Acrobatic geckos can even race on water’s surface

Geckos are renowned for their acrobatic feats on land and in the air, but a new discovery that they can also run on water puts them in the superhero category, says a University of California, Berkeley, biologist.

“They can run up a wall at a meter per second, they can glide, they can right themselves in midair with a twist of their tail and rapidly invert under a leaf running at full speed. And now they can run at a meter per second over water. Nothing else can do that; geckos are superheroes,” said Robert Full, a UC Berkeley professor of integrative biology.

Full is the senior author of a paper that will appear this week in the journal Current Biology describing four separate strategies that geckos use to skitter across the surface of water. First author Jasmine Nirody, a biophysicist at the University of Oxford and Rockefeller University, conducted much of the research with Judy Jinn, both as Ph.D. students at Berkeley.

According to Full, who discovered many of the unique maneuvers and strategies geckos employ, including how their toe hairs help them climb smooth vertical surfaces and hang from the ceiling, the findings could help improve the design of robots that run on water.

gecko running across water

A gecko racing across the water supported by paddling and surface tension. (Pauline Jennings photo courtesy of PolyPEDAL Lab, UC Berkeley)

Nirody first became intrigued by geckos’ water-running behavior after co-author and UC Berkeley Ph.D. Ardian Jusufi, now a biophysicist at the Max Planck Institute for Intelligent Systems in Stuttgart, Germany, recorded first in the lab and then in the field that geckos in the forests of southeast Asia could skitter across puddles to escape predators.

In fact, they are able to run at nearly a meter, or three feet, per second over water and easily transition to speeding across solid ground or climbing up a vertical surface. Geckos sprinting on the water’s surface exceed the absolute swimming speeds of many larger, aquatic specialists including ducks, minks, muskrats, marine iguanas and juvenile alligators, and are faster in relative speed than any recorded surface swimmer, other than whirligig beetles.

How, she wondered, do they do that?

chart showing animals that glide or run on water

Animals use a variety of techniques to remain above water. Lighter animals, mostly insects, are supported by surface tension alone. Heavier animals can produce enough force with their feet or tails to keep above water. But geckos are in between, using both techniques. (PolyPEDAL lab graphic, UC Berkeley)

-- DATA SECTION --
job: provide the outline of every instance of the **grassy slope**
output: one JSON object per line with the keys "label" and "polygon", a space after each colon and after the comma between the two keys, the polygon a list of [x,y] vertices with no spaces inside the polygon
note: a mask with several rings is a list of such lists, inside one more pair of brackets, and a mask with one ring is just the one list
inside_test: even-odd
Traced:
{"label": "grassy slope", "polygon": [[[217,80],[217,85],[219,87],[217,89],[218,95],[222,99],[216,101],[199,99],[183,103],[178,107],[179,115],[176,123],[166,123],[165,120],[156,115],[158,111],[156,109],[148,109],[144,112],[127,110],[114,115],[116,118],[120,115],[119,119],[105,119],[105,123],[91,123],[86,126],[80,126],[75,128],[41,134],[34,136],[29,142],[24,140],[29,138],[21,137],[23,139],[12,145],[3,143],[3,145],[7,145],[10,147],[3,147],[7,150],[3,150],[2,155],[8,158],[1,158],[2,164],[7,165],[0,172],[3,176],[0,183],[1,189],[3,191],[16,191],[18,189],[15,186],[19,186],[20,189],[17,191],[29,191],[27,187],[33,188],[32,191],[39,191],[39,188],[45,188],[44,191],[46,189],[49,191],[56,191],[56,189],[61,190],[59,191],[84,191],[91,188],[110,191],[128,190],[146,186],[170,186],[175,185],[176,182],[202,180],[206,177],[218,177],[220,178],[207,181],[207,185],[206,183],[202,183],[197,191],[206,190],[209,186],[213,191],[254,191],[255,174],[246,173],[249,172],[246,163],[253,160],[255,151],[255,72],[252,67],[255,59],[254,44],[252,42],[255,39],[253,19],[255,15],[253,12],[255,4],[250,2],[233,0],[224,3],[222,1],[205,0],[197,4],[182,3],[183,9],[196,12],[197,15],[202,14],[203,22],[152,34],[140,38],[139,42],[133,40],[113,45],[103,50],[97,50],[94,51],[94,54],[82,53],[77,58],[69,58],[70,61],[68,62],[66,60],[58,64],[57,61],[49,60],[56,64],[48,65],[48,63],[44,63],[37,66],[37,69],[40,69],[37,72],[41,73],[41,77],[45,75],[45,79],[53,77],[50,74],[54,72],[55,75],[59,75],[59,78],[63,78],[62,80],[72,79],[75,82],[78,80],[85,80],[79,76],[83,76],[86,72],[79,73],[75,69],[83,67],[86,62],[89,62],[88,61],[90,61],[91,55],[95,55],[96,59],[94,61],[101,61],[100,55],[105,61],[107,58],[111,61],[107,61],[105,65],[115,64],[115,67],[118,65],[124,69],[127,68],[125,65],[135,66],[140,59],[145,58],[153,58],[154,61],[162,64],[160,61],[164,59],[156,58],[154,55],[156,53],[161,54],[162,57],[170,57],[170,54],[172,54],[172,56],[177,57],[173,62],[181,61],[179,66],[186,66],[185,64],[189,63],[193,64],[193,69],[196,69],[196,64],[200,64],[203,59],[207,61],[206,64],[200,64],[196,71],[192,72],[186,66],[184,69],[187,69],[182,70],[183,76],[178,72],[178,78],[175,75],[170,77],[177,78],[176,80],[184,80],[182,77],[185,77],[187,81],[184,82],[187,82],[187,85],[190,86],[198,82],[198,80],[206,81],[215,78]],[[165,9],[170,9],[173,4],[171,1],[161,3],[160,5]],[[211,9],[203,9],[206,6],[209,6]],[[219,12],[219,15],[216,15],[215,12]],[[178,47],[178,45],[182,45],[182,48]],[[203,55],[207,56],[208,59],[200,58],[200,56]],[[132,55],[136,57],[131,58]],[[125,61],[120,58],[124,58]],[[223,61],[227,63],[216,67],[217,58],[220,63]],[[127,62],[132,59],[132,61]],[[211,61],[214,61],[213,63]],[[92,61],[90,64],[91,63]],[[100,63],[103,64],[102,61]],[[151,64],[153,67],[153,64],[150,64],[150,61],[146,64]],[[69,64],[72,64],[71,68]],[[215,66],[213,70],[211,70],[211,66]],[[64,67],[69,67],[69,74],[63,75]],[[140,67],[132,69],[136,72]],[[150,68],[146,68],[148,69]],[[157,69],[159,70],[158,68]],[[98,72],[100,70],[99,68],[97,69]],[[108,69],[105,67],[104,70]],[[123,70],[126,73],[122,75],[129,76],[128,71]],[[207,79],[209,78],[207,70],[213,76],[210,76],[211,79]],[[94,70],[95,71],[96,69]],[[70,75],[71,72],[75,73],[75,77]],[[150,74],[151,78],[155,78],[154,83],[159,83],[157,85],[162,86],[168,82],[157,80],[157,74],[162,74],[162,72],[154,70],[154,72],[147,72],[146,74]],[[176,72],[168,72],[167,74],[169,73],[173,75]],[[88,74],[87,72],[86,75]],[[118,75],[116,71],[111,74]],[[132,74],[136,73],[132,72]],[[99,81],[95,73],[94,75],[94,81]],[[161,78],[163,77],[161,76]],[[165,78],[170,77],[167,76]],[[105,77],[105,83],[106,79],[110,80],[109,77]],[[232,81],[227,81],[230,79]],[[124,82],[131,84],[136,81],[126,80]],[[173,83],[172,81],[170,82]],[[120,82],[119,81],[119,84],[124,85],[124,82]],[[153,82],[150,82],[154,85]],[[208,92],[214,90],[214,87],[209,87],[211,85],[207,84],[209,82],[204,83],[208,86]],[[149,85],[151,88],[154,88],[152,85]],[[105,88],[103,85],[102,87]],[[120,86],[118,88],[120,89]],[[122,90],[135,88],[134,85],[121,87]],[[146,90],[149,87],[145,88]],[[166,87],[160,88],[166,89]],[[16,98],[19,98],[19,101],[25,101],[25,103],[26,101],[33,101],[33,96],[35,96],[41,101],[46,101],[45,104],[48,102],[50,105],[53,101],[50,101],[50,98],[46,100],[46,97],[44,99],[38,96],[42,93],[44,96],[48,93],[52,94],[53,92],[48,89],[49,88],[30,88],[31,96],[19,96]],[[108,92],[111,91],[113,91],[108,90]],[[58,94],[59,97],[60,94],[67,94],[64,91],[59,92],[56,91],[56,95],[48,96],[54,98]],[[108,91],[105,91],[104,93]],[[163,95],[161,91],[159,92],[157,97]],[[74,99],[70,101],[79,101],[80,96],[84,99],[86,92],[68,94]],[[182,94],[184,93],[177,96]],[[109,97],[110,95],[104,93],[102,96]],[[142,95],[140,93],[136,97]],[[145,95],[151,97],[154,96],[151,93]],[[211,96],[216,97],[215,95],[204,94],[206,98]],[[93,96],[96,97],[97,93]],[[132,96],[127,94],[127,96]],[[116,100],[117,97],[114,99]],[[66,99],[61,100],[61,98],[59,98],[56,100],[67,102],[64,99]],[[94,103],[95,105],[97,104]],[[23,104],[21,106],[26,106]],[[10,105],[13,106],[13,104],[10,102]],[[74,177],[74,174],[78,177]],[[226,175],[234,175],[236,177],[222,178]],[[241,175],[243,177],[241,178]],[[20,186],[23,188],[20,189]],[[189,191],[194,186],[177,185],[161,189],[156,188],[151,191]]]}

-- TASKS AND EXERCISES --
A - Answer these from the gecko article:
(i) In which journal will the paper be published?
(ii) At which institute is Ardian Jusufi now a biophysicist?
(iii) Which surface swimmers are the only ones faster in relative speed than geckos running on water?
B - Reproduce the part of the gecko article starting with "A gecko racing" and going on through "to escape predators.".

-- RESULTS FOR THE EXERCISE --
A -
(i) Current Biology
(ii) The Max Planck Institute for Intelligent Systems in Stuttgart, Germany
(iii) Whirligig beetles

B -
A gecko racing across the water supported by paddling and surface tension. (Pauline Jennings photo courtesy of PolyPEDAL Lab, UC Berkeley)

Nirody first became intrigued by geckos’ water-running behavior after co-author and UC Berkeley Ph.D. Ardian Jusufi, now a biophysicist at the Max Planck Institute for Intelligent Systems in Stuttgart, Germany, recorded first in the lab and then in the field that geckos in the forests of southeast Asia could skitter across puddles to escape predators.